> [Assigned task] Return the records exactly, from the first line through the "rough mask: <svg" line.

#### Entries supplied

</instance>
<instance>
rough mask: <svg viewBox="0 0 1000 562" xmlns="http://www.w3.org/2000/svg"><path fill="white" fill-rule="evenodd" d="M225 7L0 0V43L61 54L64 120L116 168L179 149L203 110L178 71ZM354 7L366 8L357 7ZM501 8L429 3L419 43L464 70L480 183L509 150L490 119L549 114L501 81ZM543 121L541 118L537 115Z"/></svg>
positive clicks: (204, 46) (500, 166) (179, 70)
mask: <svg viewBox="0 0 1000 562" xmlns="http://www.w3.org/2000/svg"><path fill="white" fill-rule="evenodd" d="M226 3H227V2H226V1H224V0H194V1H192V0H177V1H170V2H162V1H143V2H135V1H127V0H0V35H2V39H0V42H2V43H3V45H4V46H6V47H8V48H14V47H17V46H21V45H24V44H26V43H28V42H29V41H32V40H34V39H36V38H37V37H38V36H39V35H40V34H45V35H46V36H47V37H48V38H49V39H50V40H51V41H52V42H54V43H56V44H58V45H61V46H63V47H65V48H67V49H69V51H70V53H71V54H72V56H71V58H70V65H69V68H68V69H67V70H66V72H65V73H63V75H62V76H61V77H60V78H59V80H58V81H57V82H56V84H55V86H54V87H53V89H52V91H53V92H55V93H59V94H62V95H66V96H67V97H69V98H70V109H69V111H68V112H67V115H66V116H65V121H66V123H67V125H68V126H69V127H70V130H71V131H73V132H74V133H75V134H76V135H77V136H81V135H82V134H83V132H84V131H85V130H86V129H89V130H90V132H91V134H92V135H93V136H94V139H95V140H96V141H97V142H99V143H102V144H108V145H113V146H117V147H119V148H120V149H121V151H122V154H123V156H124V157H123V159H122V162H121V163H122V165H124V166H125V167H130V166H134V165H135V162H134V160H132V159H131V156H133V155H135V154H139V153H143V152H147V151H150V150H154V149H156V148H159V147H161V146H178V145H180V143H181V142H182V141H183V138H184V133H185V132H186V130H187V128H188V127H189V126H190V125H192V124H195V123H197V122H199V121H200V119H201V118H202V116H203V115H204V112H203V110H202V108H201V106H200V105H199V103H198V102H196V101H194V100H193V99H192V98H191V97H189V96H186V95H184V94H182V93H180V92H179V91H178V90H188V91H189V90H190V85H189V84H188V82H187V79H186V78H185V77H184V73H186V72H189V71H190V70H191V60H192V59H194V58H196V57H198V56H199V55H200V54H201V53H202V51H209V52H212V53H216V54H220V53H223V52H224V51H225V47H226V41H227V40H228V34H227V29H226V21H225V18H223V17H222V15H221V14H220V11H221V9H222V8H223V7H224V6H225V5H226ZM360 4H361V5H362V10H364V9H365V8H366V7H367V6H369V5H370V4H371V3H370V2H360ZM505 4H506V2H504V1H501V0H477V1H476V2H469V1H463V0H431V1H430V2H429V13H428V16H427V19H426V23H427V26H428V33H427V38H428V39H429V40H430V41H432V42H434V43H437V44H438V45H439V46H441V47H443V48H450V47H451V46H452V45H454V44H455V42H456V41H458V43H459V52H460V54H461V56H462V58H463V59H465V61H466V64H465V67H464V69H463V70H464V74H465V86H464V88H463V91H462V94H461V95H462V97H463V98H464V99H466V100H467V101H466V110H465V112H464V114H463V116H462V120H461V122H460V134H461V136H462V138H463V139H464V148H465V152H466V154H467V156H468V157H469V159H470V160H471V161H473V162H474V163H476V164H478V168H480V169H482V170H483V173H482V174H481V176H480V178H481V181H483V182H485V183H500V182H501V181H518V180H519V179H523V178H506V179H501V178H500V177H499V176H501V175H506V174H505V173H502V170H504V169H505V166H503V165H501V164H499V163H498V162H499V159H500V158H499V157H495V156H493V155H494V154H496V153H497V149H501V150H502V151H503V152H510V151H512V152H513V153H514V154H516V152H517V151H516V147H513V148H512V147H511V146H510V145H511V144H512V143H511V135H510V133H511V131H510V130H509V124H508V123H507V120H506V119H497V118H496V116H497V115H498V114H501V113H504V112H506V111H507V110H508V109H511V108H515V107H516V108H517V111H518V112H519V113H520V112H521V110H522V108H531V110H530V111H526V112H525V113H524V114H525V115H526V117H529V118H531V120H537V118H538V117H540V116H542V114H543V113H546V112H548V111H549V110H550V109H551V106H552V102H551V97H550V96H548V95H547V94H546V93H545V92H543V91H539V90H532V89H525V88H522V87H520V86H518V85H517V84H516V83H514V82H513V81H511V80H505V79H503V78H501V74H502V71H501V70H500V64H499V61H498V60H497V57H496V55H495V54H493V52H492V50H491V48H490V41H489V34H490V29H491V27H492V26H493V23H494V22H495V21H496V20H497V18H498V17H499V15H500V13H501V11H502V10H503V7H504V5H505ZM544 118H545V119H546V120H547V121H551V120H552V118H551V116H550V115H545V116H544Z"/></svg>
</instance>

########

> [Written response]
</instance>
<instance>
rough mask: <svg viewBox="0 0 1000 562" xmlns="http://www.w3.org/2000/svg"><path fill="white" fill-rule="evenodd" d="M225 7L0 0V43L61 54L64 120L116 168L179 149L203 110L178 71ZM354 7L366 8L357 7ZM501 8L429 3L419 43L464 70L480 183L509 150L490 119L549 114L501 81ZM543 121L541 118L537 115Z"/></svg>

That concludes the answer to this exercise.